(Entries on locating named things)
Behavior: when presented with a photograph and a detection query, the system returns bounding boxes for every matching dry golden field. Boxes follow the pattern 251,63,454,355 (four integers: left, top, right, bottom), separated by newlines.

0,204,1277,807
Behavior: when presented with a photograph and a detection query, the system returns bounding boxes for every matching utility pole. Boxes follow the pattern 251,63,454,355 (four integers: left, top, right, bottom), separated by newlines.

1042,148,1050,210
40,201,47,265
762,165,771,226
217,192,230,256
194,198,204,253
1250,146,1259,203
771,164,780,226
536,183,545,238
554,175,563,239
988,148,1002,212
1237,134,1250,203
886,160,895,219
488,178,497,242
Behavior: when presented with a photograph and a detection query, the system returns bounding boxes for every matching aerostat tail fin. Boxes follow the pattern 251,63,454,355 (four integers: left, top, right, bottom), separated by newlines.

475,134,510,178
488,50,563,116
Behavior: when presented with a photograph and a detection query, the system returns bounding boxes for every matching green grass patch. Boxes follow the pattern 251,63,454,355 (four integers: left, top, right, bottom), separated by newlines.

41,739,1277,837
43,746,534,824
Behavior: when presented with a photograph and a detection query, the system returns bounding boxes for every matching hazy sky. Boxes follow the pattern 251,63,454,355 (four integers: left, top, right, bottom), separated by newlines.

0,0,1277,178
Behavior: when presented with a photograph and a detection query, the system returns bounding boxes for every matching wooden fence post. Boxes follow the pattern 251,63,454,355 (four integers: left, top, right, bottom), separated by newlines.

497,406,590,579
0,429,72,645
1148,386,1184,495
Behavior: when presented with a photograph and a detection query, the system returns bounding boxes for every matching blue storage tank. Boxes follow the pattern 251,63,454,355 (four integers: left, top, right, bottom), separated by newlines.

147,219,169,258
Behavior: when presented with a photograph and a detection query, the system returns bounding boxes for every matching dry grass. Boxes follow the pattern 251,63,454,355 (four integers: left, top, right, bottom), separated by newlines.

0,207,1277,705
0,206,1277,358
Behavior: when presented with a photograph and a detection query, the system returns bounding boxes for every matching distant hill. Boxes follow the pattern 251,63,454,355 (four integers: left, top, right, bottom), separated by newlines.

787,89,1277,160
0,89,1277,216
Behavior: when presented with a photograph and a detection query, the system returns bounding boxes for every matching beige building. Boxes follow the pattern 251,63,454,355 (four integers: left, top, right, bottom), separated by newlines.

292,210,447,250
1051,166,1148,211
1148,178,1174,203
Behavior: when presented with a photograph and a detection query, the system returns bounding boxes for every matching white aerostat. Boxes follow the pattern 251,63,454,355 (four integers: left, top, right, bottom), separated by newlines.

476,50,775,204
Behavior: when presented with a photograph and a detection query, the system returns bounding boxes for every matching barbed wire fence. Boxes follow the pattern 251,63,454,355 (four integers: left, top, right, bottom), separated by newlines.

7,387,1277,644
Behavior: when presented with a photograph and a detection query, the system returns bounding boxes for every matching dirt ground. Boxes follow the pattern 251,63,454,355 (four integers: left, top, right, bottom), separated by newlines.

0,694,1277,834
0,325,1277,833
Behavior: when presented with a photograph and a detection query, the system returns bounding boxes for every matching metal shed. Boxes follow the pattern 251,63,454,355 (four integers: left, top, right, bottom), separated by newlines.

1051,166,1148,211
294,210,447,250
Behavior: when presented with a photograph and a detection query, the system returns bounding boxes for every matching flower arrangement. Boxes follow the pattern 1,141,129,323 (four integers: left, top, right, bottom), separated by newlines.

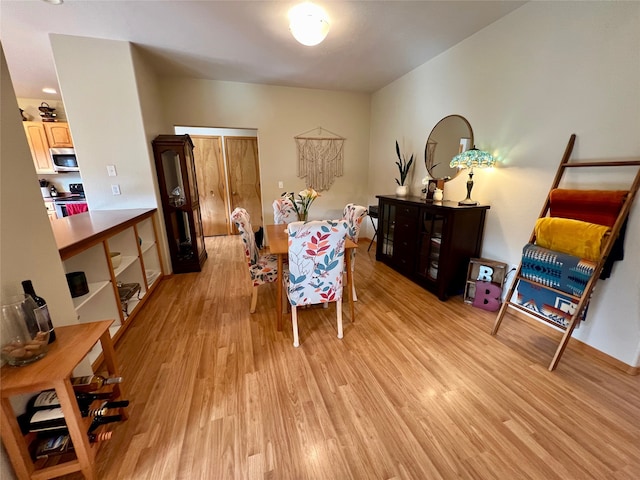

282,188,320,221
396,140,413,186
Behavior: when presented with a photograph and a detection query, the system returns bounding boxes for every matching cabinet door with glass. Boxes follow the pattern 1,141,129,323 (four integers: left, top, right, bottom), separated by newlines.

152,135,207,273
416,208,447,284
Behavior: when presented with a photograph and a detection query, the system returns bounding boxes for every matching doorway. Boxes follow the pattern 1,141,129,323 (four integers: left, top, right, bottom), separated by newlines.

175,127,263,237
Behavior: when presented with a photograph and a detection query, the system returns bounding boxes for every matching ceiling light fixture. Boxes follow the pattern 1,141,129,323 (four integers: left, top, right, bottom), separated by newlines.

289,2,329,47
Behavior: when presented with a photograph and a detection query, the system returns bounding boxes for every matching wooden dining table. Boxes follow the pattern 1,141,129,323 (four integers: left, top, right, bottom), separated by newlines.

265,223,358,331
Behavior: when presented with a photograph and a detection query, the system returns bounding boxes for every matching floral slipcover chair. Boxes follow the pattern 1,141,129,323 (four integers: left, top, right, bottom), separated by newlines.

273,197,298,225
342,203,367,302
283,220,348,347
231,208,278,313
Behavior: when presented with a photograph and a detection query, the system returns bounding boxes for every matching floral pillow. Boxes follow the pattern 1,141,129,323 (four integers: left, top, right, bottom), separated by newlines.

287,220,348,306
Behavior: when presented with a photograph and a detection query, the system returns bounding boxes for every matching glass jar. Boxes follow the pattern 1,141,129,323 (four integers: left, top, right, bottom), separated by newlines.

0,295,49,366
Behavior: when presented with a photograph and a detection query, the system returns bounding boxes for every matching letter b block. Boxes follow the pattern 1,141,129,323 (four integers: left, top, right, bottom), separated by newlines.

473,280,502,312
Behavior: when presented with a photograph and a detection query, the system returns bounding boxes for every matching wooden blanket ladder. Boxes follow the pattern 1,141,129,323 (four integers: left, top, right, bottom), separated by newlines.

491,134,640,371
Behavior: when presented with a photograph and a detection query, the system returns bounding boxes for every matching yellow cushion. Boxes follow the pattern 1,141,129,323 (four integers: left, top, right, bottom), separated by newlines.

535,217,609,261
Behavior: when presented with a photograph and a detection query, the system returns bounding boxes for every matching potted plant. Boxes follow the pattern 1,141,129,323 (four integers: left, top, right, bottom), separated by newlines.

396,140,413,197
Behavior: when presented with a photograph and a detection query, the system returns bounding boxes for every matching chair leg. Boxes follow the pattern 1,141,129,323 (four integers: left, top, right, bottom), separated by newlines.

336,299,342,338
291,305,300,347
249,286,258,313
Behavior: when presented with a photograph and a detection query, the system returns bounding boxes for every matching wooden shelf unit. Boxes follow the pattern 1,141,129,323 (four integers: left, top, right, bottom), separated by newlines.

51,209,164,366
0,320,126,480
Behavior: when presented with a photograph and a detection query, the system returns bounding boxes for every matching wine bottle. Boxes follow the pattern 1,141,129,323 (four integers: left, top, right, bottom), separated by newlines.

29,408,122,433
22,280,56,343
87,415,122,434
34,432,113,458
71,375,122,392
27,390,113,413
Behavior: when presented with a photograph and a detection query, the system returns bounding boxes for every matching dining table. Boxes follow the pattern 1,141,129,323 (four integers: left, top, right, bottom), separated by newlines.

265,223,358,331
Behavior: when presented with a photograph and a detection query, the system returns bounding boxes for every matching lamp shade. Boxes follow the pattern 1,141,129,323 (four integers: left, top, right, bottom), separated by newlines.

449,145,496,168
289,2,329,47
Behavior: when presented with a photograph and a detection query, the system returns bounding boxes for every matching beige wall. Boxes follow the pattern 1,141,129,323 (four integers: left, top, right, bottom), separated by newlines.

50,34,157,210
0,42,82,480
369,2,640,366
161,79,370,223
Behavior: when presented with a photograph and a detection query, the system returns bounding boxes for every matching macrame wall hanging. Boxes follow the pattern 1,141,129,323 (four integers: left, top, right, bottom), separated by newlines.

293,127,346,192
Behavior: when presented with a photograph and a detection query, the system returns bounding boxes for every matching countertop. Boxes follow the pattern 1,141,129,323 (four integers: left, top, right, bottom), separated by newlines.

51,208,156,260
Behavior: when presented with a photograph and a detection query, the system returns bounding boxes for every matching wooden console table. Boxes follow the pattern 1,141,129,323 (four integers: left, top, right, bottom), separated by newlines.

0,320,126,480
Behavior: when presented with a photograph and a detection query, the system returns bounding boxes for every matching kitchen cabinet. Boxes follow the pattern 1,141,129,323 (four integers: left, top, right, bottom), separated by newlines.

42,122,73,148
22,122,73,174
152,135,207,273
51,209,164,364
44,200,58,220
376,195,489,300
0,320,126,480
22,122,56,174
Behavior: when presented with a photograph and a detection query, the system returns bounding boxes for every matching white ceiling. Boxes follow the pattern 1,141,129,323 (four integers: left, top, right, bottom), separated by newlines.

0,0,525,98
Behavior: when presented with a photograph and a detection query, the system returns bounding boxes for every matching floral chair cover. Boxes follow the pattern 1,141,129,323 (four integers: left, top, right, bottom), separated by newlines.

283,220,348,347
231,208,278,313
273,197,298,225
342,203,367,302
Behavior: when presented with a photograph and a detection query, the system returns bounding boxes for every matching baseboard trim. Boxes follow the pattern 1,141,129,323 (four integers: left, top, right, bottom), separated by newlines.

509,309,640,375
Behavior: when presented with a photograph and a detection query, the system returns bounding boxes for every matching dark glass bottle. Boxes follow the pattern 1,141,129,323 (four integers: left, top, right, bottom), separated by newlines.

28,408,122,433
71,375,122,392
34,432,113,459
27,390,129,417
22,280,56,343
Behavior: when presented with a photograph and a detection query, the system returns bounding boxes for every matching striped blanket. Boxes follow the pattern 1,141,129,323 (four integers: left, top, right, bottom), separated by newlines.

520,243,597,296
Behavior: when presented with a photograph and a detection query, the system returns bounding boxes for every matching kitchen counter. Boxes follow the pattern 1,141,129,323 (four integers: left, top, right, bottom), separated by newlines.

51,208,156,260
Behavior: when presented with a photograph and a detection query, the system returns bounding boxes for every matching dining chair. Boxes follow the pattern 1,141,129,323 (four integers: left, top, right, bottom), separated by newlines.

231,208,278,313
342,203,367,302
273,197,298,225
283,220,348,347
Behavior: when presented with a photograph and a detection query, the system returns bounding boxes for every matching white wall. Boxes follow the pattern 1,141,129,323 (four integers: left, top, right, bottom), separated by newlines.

50,34,157,210
369,2,640,366
161,79,370,223
0,46,77,479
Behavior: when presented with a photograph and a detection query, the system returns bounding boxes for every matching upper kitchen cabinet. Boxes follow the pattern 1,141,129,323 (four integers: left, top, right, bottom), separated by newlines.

22,122,56,173
42,122,73,148
152,135,207,273
22,122,73,174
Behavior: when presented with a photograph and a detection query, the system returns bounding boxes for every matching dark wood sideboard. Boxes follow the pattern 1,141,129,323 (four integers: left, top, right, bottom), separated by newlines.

376,195,490,300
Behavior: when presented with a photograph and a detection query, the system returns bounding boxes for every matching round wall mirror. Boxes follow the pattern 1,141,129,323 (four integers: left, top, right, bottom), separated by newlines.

424,115,473,181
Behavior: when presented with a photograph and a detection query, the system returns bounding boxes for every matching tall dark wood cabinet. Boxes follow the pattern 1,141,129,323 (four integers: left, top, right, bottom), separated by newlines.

376,195,489,300
152,135,207,273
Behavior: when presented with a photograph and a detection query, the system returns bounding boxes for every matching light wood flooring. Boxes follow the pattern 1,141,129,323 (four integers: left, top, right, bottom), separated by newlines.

68,237,640,480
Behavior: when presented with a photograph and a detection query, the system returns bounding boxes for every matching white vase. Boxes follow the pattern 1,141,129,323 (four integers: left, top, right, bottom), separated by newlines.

396,185,409,197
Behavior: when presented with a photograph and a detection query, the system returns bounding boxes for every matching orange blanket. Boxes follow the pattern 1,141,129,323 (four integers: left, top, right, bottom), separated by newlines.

549,188,629,227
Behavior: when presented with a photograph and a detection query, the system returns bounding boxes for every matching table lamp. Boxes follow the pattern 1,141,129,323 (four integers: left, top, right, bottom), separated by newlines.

449,145,496,205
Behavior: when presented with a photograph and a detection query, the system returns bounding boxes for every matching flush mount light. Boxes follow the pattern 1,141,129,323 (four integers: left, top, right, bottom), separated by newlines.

289,2,329,47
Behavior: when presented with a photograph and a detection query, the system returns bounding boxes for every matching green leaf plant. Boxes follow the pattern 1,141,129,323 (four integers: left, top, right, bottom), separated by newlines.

396,140,413,186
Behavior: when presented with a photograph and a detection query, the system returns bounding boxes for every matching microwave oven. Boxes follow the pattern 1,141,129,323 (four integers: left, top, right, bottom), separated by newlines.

49,148,80,172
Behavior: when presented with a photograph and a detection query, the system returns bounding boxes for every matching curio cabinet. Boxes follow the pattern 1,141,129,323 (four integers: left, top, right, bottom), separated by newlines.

152,135,207,273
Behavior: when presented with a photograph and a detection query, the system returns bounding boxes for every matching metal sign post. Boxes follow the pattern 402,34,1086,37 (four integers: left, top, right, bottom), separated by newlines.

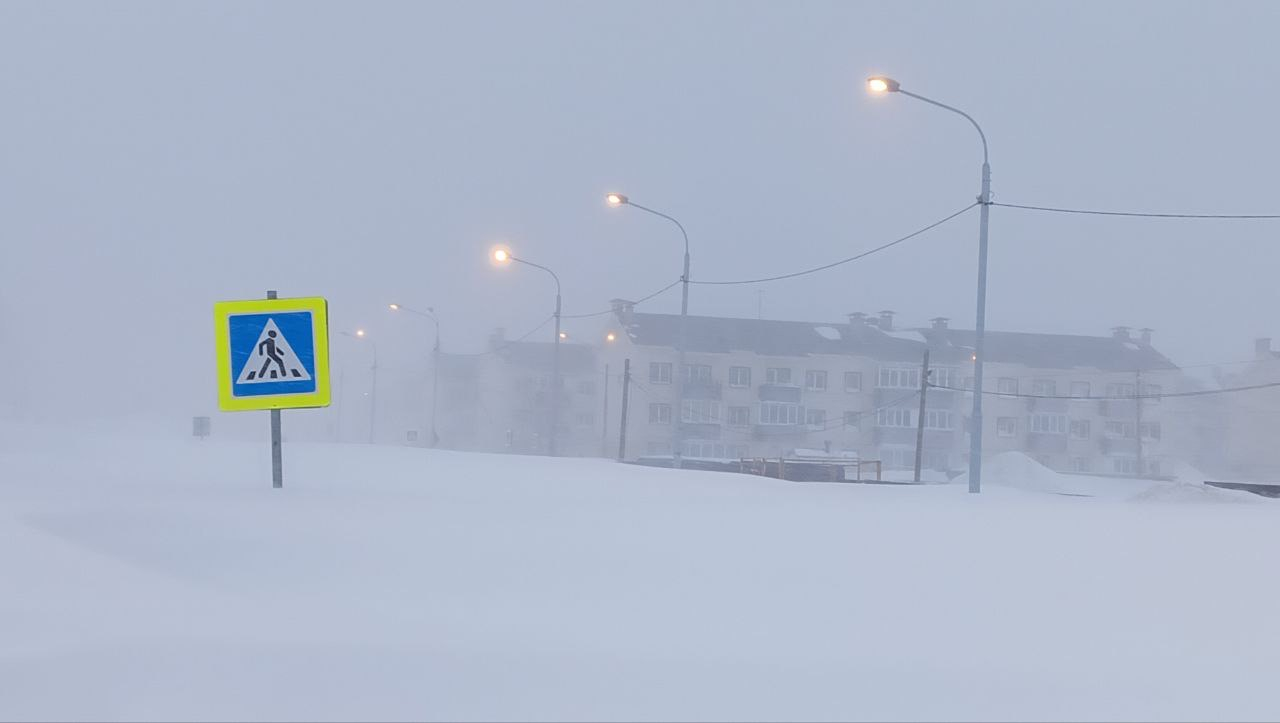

214,290,329,489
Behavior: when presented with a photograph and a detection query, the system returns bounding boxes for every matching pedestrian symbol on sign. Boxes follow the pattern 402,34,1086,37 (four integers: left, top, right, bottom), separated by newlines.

236,319,311,384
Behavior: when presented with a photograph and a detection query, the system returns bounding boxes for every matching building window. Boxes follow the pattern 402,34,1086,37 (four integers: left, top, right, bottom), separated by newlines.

1030,413,1068,434
996,417,1018,436
804,369,827,392
876,408,911,427
929,366,964,389
1107,384,1134,397
649,402,671,425
1142,384,1165,404
649,362,671,384
879,366,920,389
1102,421,1133,439
924,409,952,431
764,366,791,385
760,402,800,425
1111,457,1138,475
1032,379,1057,397
645,441,671,454
685,363,712,381
1071,420,1089,439
680,399,719,425
685,439,728,459
1139,422,1160,441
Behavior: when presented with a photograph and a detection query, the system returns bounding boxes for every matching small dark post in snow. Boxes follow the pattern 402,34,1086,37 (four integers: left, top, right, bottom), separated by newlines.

618,360,631,462
915,349,929,484
600,365,609,457
266,290,284,489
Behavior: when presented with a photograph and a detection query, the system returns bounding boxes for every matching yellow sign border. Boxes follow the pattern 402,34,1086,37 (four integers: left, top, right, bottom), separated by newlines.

214,297,330,412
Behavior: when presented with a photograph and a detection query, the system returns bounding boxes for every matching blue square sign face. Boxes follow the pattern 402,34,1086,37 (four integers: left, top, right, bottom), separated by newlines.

227,311,316,397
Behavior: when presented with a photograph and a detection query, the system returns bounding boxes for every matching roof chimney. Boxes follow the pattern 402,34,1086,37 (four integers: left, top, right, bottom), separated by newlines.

879,311,893,331
489,326,507,352
609,298,636,324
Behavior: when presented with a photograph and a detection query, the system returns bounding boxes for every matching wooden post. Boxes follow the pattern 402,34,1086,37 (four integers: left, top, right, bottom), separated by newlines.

915,349,929,484
618,360,631,462
1133,369,1147,477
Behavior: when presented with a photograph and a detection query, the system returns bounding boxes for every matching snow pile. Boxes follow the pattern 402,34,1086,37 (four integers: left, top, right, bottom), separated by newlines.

0,416,1280,720
1129,482,1266,504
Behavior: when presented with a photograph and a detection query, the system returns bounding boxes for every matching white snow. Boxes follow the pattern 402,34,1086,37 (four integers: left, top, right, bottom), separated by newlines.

813,326,842,342
0,415,1280,720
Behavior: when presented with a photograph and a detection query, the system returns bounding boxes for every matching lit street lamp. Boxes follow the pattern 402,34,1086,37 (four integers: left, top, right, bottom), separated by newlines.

387,303,440,447
338,329,378,444
604,193,689,470
489,246,567,457
867,75,991,493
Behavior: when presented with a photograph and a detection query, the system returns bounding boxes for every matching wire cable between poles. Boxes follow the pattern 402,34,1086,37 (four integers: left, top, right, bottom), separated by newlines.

689,201,982,285
991,201,1280,220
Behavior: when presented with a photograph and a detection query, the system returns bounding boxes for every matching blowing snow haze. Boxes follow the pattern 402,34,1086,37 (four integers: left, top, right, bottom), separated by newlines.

0,0,1280,720
0,1,1280,418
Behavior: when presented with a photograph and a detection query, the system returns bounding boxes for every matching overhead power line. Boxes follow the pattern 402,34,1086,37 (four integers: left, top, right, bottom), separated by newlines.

991,202,1280,220
689,202,978,285
561,279,681,319
929,381,1280,402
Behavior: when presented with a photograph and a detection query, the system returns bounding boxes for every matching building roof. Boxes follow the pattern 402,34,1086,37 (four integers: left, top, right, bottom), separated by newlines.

494,342,595,374
625,312,1178,371
625,314,924,361
923,329,1178,371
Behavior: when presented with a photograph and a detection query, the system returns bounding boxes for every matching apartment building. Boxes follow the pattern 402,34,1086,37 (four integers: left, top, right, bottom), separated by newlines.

436,330,604,457
602,301,1180,475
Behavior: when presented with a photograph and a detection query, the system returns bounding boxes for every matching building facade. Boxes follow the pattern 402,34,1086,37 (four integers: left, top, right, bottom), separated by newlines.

602,301,1181,476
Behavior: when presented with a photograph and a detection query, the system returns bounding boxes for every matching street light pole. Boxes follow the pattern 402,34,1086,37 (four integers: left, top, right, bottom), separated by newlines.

387,303,440,447
490,248,561,457
867,75,991,494
604,193,689,470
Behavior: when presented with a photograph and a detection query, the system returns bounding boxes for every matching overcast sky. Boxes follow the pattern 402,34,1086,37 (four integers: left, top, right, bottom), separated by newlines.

0,0,1280,415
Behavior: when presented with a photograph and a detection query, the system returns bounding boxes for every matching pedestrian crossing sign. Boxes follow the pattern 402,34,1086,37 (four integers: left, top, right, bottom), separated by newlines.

214,297,329,412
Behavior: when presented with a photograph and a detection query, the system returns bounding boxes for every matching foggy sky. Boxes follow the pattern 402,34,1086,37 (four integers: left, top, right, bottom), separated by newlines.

0,0,1280,417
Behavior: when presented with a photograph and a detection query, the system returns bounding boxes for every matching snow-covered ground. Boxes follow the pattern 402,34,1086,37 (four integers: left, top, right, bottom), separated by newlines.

0,415,1280,719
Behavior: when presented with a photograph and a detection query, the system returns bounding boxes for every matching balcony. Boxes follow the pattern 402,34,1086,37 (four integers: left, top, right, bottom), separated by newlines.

1027,432,1068,454
1098,436,1138,454
1027,398,1071,415
751,425,809,439
680,422,722,439
759,384,800,404
681,379,723,399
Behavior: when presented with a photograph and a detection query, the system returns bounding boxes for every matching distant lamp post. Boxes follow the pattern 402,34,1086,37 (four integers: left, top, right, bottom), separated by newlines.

489,246,567,457
604,193,689,470
387,303,440,447
867,75,991,493
339,329,378,444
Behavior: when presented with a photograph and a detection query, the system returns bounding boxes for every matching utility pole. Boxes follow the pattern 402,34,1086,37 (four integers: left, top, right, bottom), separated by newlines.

600,365,609,457
1133,369,1147,477
266,289,284,489
618,360,631,462
915,349,929,484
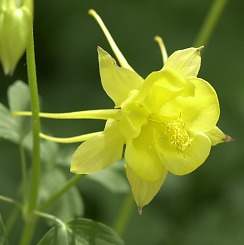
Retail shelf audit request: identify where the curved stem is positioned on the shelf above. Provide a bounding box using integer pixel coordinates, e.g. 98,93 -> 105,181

→ Exercise
Starting with the line with "matching green grass" and going on through the line with "1148,386,1184,495", write those lines out again with "detection query" changed to "search query" and nothing else altered.

→ Answer to the task
Behavior: when presented with a photograph and a search query, the system returns bounding boxes for every matching green grass patch. Boxes follow the pattern 251,63,454,355 (four integers: left, top, right, bottom), separated by newlines.

41,739,1277,837
43,746,534,824
Behavior: when presented with a photograph and a search query, the system returns bounding boxes for every matching hazy sky. Boxes follow the pattern 251,63,454,355 (four integers: left, top, right, bottom), separated by newlines.

0,0,1277,178
Behavior: when presented with a photograph and a search query, the system returns bounding boxes for every matching wooden fence post. Boxes follow the pattern 251,63,454,355 (four integers: left, top, right, bottom), separated by newlines.

497,406,590,579
0,429,72,645
1148,386,1184,495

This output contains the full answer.